**SET PROBLEM 1**
Locate every line in the rows below that contains the string "yellow", and copy each such line. Case counts.

**PROVIDED TEXT**
START
Take a dollar bill or a piece of paper and see if you have any tight places between the stock and barrel. If there is that would affect accuracy very quickly.


----------



## Sawbillslayer (Oct 24, 2013)

Critter I have done that and it is good that way. I am going to try some higher end ammo tomorrow and see what happens. If it doesn't work out I may send it in to Savage and tell them it won't group. I should have stuck with Remington rifles.


----------



## Huge29 (Sep 17, 2007)

Odd, I have a 116 Bear Hunter in 300 WSM and it patterns around 0.5 MOA. 6" is terrible; I do suspect something mechanically wrong.


----------



## Fishrmn (Sep 14, 2007)

Just one question. Did you break in the barrel as per Savage's instructions?

⫸<{{{{{⦇°>


----------



## Critter (Mar 20, 2010)

I doubt that a more expensive ammo is going to help. Usually all it does is empty your pocket book quicker with higher end bullets. 

Is the scope a new scope or used and if used was it yours, and do you have another one that you can put on the rifle to check it out? 

Savage rifles are usually one of the best out there for accuracy right out of the box, but there could be a problem with it.


----------



## sagebrush (Sep 8, 2007)

I would look at the scope, see if it is tracking correctley you can do a box check.
END
**ENTRIES SHOWN**
START
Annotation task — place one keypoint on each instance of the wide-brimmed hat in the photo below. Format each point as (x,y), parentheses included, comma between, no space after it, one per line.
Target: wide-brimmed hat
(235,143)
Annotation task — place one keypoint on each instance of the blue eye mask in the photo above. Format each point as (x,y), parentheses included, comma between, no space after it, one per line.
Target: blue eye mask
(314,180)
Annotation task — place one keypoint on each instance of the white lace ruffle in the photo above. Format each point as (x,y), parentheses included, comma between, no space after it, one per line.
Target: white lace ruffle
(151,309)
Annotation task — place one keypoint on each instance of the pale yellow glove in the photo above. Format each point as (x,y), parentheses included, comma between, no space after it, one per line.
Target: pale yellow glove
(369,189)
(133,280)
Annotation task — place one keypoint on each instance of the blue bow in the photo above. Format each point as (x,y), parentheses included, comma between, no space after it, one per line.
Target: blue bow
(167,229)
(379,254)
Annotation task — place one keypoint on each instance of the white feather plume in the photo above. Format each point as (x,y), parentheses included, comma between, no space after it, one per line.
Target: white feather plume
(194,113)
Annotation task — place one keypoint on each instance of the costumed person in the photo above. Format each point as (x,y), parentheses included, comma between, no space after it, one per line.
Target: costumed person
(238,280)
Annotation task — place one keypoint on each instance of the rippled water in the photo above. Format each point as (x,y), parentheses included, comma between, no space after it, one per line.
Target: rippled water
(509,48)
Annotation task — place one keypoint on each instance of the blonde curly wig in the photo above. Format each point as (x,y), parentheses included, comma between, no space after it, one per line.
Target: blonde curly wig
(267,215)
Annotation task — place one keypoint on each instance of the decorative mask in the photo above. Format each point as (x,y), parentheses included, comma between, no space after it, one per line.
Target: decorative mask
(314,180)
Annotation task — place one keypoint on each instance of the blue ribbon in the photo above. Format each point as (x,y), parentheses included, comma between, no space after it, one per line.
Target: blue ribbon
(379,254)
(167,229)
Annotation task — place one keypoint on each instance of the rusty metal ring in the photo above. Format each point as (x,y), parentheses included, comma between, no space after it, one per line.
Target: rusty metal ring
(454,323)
END
START
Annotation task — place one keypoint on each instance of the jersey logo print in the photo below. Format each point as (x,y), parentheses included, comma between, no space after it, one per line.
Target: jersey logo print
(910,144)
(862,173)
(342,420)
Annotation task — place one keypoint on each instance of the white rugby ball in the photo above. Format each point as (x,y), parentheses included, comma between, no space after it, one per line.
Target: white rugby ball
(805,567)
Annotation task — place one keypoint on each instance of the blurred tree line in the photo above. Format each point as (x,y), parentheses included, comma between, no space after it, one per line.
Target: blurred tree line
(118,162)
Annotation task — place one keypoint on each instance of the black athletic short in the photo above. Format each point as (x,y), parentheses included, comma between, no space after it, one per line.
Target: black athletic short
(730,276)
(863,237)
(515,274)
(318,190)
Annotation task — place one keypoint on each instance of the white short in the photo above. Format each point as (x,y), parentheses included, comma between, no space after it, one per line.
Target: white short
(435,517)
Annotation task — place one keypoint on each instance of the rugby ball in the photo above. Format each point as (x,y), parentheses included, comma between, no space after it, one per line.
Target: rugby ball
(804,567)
END
START
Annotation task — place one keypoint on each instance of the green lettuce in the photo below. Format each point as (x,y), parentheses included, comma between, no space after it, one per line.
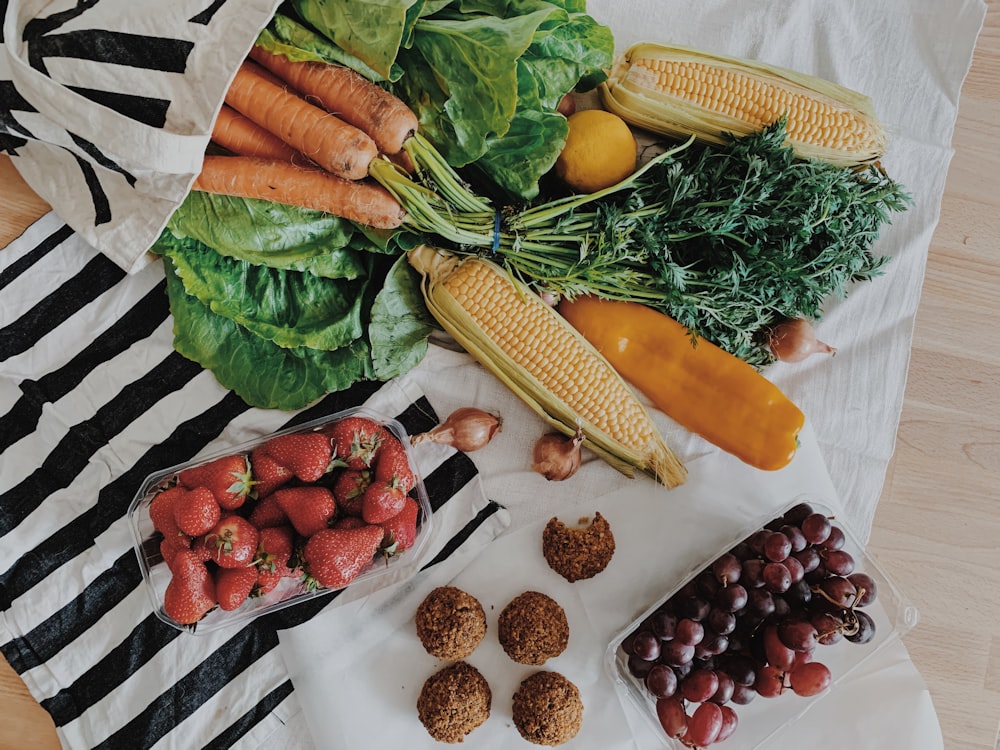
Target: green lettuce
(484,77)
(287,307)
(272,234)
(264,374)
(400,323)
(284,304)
END
**SET PROBLEM 2**
Retype the whole rifle accuracy forum thread above, word for word.

**EXERCISE OUTPUT 1**
Annotation task — place one keypoint on each instance of the pale yellow glove in the photo above. Format each point as (x,y), parentheses included, comma between, no space after it, one per line.
Target: pale yellow glove

**EXERCISE OUTPUT 2**
Take a dollar bill or a piece of paper and see if you have any tight places between the stock and barrel. If there is that would affect accuracy very quickly.


----------



## Sawbillslayer (Oct 24, 2013)

Critter I have done that and it is good that way. I am going to try some higher end ammo tomorrow and see what happens. If it doesn't work out I may send it in to Savage and tell them it won't group. I should have stuck with Remington rifles.


----------



## Huge29 (Sep 17, 2007)

Odd, I have a 116 Bear Hunter in 300 WSM and it patterns around 0.5 MOA. 6" is terrible; I do suspect something mechanically wrong.


----------



## Fishrmn (Sep 14, 2007)

Just one question. Did you break in the barrel as per Savage's instructions?

⫸<{{{{{⦇°>


----------



## Critter (Mar 20, 2010)

I doubt that a more expensive ammo is going to help. Usually all it does is empty your pocket book quicker with higher end bullets. 

Is the scope a new scope or used and if used was it yours, and do you have another one that you can put on the rifle to check it out? 

Savage rifles are usually one of the best out there for accuracy right out of the box, but there could be a problem with it.


----------



## sagebrush (Sep 8, 2007)

I would look at the scope, see if it is tracking correctley you can do a box check.